▶ **EXERCISE DESCRIPTION**
From the entries below, transcribe exactly the lines between the line holding "Verification task: the butterfly body" and the line holding "Verification task: the white cloud", inclusive; skip all other lines.

── GIVEN RECORDS

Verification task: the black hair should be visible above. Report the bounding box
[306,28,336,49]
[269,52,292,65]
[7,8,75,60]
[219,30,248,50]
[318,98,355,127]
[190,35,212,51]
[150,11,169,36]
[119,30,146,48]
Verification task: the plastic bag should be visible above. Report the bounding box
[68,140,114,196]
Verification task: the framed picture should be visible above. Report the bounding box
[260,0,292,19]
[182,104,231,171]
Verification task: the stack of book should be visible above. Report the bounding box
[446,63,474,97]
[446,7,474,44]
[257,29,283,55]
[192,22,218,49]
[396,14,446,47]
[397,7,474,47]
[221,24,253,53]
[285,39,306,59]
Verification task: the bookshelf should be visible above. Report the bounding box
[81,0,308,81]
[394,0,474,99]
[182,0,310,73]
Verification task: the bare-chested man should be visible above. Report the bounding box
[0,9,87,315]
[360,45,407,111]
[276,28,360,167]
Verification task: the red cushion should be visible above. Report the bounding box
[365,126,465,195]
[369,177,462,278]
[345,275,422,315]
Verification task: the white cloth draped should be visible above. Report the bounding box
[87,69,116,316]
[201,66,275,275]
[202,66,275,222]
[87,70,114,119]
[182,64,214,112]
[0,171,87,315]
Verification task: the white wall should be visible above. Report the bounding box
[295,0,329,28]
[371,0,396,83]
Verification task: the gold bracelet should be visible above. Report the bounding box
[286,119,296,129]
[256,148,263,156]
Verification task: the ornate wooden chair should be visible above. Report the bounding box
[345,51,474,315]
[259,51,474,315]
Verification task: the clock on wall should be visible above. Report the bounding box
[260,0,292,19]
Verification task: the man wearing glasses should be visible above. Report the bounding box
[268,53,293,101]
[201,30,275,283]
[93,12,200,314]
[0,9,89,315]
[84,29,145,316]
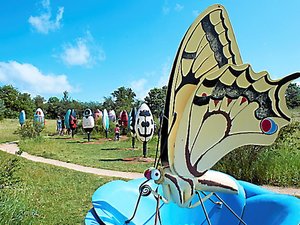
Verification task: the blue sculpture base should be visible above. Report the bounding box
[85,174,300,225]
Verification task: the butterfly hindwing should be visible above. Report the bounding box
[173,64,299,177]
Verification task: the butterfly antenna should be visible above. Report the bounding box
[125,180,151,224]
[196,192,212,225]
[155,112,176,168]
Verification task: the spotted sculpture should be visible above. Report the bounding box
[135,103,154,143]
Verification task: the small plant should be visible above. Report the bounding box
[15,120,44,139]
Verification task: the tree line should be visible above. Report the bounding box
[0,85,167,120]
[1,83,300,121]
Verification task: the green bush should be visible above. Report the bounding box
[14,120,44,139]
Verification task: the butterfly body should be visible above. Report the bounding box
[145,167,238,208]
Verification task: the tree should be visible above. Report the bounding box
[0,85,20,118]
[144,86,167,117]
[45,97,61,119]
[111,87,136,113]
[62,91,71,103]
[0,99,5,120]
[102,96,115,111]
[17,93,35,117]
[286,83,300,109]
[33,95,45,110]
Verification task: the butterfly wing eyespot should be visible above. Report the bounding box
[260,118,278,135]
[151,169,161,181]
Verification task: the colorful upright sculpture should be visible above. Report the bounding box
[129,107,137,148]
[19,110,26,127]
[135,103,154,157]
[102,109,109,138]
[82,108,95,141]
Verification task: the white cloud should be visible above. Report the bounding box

────
── GIVEN RECORDS

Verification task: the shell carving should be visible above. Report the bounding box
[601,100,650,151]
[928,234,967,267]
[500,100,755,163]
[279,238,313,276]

────

▶ **TASK ANSWER**
Verification task: the butterfly body should be visible above. Report the bounding box
[145,167,238,208]
Verification task: the tree should be visible above. Report the bounding box
[0,85,20,118]
[144,86,167,117]
[45,97,61,119]
[111,87,136,113]
[62,91,71,103]
[0,99,5,120]
[102,96,115,111]
[17,93,35,117]
[286,83,300,109]
[33,95,45,110]
Verification task: the butterfly wing eyespot should be visible above. Report the bounding box
[260,118,278,135]
[151,169,161,181]
Verification task: the colorful upright sculpture should be visible above. Report the bounding box
[129,107,137,148]
[19,110,26,127]
[135,103,154,157]
[102,109,109,138]
[82,108,95,141]
Verification task: the white cloud should be visible above. Report the bounding box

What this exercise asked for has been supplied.